→ Exercise description
All that is wanted is a word-for-word copy of the data from its first line to the line containing "Provide the mask of every instance of the red", both included.

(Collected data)

Start of Block

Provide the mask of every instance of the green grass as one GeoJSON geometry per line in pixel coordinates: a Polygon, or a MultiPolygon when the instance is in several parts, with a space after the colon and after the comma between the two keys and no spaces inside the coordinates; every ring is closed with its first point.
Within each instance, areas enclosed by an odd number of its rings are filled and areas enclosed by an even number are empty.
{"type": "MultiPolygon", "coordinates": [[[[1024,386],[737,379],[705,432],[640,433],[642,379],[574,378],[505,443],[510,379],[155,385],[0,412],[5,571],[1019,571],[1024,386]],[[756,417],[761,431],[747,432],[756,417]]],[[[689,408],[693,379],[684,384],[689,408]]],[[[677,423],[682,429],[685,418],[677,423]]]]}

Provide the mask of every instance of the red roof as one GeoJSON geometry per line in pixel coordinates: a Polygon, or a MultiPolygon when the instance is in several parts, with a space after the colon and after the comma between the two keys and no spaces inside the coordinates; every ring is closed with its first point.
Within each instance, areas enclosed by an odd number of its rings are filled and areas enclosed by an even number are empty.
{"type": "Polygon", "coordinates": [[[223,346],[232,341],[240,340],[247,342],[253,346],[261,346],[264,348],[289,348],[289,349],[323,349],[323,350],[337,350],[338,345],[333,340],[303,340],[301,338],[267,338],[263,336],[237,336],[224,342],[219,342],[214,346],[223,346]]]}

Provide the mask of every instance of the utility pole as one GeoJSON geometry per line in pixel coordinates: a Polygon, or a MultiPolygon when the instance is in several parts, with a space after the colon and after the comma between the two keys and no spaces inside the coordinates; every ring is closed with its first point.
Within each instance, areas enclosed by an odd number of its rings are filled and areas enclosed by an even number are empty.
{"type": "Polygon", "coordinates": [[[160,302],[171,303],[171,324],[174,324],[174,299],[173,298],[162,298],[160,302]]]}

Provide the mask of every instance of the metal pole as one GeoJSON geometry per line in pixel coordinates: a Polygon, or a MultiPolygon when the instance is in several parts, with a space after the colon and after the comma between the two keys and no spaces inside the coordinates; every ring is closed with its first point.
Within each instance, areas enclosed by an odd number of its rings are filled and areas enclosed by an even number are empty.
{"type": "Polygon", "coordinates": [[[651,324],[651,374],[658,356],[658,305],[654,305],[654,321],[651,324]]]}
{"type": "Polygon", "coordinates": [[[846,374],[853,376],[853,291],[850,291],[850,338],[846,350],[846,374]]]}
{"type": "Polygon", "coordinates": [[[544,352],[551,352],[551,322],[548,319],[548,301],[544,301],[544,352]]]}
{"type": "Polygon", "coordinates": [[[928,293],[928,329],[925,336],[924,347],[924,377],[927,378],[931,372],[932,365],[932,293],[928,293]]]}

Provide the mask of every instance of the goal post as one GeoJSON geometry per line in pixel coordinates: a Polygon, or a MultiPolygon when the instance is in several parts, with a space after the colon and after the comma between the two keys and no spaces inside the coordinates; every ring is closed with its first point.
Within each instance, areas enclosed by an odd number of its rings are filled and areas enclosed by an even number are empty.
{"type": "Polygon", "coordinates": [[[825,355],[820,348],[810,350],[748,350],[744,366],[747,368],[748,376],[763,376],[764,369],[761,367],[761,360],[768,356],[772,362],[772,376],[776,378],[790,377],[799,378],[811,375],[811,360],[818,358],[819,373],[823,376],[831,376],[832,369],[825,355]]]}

End of Block

→ Written solution
Provide the mask of every instance of the green grass as one GeoJSON geometry per line in pixel coordinates: a Polygon, or a MultiPolygon when the instance is in several parts, with a space after the colon and after the comma between the two keys and no spaces inside the coordinates; every ring is closed with its first point.
Within each instance, areas enclosed by an odd number of its rings are filled and areas enclosed by an even number are empty.
{"type": "MultiPolygon", "coordinates": [[[[1024,386],[737,379],[705,432],[640,433],[642,379],[574,378],[505,443],[510,379],[155,385],[0,412],[5,571],[1019,571],[1024,386]],[[756,417],[761,431],[747,432],[756,417]]],[[[689,408],[693,379],[684,384],[689,408]]],[[[677,423],[682,429],[685,418],[677,423]]]]}

Provide the mask of every instance of the red roof as one GeoJSON geometry per line in pixel coordinates: a Polygon, or a MultiPolygon when the instance is in several parts, with a space after the colon and after the comma between the two keys and no spaces inside the coordinates; every ring is closed with its first point.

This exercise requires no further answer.